### Problem details:
Copy everything from the line containing "If you could locate the white interior" down to the end of the items, swapping "upper cabinet" for "wall cabinet" and changing nothing else. Give only those lines.

________

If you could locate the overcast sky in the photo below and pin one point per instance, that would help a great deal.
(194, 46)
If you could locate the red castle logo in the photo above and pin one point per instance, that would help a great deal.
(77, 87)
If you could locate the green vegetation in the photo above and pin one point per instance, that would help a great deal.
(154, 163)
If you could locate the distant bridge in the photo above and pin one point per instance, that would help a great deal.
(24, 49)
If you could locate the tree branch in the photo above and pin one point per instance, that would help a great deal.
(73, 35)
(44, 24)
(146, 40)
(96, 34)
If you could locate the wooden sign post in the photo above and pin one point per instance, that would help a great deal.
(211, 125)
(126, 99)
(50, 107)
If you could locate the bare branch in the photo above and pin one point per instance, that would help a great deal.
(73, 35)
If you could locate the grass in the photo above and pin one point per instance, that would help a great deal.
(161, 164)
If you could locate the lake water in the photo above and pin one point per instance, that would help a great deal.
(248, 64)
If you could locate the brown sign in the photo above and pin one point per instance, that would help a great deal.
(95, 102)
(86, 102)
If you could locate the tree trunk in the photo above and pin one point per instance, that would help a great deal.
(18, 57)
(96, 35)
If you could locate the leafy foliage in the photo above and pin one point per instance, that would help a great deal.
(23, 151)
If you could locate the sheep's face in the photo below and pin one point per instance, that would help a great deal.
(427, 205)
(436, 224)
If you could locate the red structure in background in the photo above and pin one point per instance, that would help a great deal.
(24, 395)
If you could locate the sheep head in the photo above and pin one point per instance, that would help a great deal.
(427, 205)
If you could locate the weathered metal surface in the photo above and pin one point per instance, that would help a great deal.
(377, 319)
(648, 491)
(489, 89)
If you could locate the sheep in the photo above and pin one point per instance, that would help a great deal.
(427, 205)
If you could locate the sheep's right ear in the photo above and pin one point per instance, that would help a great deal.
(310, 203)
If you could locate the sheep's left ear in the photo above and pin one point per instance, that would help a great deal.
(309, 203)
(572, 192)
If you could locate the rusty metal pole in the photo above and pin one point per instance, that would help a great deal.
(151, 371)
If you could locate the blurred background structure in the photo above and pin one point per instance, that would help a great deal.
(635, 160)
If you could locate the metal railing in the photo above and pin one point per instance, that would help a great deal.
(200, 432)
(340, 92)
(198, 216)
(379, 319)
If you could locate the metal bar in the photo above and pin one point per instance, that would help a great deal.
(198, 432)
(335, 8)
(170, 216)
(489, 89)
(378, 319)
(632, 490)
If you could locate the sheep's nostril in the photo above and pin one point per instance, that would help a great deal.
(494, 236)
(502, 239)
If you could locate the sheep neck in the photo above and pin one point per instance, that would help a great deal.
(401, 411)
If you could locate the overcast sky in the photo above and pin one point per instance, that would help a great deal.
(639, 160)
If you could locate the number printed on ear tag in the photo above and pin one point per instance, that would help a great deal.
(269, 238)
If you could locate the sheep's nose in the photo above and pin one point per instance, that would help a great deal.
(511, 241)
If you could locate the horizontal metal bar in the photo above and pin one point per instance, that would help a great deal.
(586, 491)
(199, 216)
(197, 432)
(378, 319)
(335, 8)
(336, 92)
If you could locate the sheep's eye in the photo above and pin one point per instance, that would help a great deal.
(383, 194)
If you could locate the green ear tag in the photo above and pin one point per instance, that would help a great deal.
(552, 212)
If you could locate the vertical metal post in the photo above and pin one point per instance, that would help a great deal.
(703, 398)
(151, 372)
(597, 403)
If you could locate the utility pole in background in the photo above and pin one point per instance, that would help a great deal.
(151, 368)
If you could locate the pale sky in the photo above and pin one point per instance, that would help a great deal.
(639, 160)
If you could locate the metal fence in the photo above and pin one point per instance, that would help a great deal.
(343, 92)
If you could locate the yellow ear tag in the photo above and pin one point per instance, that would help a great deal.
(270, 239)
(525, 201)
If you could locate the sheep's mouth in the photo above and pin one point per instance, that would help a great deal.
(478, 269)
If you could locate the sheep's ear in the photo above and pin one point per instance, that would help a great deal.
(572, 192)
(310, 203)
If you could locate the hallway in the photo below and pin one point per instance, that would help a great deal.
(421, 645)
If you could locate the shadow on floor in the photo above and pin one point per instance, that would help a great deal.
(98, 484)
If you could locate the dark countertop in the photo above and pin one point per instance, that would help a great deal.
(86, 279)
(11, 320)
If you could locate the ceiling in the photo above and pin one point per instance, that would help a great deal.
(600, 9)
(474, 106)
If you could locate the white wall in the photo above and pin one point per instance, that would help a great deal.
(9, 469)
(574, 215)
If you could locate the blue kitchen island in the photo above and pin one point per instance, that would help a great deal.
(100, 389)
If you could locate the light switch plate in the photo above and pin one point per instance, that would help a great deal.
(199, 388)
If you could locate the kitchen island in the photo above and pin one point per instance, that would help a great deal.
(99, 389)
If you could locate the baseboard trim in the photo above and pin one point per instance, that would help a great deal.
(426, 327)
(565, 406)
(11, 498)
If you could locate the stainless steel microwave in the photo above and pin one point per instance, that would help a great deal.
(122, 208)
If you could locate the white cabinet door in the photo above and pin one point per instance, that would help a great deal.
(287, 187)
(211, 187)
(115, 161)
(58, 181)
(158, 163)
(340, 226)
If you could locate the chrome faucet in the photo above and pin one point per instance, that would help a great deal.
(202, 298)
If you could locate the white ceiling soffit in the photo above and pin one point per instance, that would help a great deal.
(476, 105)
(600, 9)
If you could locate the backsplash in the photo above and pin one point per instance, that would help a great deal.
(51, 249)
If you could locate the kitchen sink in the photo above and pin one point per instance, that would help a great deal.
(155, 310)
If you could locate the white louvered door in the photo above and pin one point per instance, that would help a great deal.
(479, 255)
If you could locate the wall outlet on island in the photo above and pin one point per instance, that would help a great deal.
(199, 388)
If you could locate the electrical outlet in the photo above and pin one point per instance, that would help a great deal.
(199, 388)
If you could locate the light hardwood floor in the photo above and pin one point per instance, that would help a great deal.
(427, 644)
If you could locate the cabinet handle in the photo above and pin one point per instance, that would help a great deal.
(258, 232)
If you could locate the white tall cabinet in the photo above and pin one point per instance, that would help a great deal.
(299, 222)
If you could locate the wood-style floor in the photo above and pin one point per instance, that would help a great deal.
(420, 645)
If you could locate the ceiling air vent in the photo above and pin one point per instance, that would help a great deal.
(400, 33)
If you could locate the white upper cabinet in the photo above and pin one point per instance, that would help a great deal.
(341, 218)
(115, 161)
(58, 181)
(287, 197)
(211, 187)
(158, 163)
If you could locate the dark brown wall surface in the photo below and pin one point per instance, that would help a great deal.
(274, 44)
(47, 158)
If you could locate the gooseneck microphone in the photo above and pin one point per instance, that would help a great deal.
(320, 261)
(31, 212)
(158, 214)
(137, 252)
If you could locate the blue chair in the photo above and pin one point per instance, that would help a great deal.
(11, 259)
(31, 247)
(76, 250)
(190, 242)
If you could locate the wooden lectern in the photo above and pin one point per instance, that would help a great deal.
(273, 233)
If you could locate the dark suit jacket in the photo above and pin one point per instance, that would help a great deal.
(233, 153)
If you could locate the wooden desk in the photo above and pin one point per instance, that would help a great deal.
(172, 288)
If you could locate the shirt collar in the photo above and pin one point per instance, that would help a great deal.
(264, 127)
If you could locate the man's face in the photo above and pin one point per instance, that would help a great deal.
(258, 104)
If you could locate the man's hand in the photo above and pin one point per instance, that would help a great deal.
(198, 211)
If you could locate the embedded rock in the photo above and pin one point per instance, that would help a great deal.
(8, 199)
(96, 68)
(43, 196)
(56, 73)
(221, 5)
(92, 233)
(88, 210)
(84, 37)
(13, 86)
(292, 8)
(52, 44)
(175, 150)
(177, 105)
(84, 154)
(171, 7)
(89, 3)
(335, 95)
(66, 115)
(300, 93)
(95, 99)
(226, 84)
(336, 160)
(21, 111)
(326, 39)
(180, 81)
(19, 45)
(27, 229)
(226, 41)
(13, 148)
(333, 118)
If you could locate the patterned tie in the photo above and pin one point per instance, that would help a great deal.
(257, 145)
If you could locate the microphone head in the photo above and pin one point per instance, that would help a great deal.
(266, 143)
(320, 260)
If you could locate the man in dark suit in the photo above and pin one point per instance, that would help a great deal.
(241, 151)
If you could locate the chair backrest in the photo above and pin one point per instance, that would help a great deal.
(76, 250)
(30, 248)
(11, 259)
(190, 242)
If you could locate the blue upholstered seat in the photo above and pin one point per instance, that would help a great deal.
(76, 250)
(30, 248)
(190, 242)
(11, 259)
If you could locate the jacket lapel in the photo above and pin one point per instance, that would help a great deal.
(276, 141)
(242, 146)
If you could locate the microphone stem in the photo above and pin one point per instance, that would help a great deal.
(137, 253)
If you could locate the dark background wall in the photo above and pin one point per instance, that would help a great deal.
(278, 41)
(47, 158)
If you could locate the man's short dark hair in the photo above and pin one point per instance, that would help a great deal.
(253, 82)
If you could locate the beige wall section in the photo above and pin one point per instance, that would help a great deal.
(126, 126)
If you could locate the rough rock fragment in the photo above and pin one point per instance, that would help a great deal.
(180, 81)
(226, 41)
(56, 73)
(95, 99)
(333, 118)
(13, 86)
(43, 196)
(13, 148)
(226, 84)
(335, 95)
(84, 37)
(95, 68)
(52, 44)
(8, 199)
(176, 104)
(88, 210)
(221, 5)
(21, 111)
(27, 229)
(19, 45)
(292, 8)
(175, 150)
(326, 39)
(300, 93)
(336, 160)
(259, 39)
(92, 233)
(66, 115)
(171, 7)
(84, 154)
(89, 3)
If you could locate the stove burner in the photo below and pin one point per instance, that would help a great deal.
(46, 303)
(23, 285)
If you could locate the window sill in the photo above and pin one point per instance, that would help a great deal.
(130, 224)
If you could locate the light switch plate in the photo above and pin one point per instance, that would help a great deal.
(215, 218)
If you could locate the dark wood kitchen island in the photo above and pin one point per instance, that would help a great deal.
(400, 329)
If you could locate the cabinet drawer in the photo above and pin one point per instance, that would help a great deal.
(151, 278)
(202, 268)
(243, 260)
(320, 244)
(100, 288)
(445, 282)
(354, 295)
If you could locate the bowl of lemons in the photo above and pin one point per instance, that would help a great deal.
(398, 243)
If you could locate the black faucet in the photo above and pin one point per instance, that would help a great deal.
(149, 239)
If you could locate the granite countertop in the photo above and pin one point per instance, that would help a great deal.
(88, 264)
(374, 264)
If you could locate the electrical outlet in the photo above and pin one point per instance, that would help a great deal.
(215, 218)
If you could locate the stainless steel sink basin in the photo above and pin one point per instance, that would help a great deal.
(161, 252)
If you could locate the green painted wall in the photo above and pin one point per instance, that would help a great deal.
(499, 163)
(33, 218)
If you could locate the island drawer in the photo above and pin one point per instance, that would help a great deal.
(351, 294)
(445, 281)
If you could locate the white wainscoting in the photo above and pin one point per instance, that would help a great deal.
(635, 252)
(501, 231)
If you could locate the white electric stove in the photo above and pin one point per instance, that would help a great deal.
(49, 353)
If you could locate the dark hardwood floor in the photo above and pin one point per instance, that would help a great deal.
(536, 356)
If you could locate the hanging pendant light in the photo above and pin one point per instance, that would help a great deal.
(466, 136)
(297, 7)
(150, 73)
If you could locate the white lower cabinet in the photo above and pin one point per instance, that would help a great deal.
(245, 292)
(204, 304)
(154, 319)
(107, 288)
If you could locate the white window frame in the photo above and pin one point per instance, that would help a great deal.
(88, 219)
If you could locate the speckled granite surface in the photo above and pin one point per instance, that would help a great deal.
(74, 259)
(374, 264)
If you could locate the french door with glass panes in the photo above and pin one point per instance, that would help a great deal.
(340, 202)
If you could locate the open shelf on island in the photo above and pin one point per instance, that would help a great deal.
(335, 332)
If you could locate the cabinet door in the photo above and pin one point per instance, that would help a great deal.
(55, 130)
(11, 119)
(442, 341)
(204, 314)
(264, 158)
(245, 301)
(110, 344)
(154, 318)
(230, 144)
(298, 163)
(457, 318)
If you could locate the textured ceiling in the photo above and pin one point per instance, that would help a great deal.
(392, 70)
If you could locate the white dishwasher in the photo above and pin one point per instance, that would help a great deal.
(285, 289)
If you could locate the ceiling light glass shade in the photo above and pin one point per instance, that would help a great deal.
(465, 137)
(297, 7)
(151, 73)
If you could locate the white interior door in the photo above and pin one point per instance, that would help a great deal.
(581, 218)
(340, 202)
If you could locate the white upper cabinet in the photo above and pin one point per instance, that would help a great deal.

________

### Answer to this problem:
If you could locate the white interior door in the photo above and pin one point per instance, that would help a great deal.
(581, 218)
(340, 202)
If you could locate the white wall cabinet in the photo above and pin one point per instance, that would help a great deal.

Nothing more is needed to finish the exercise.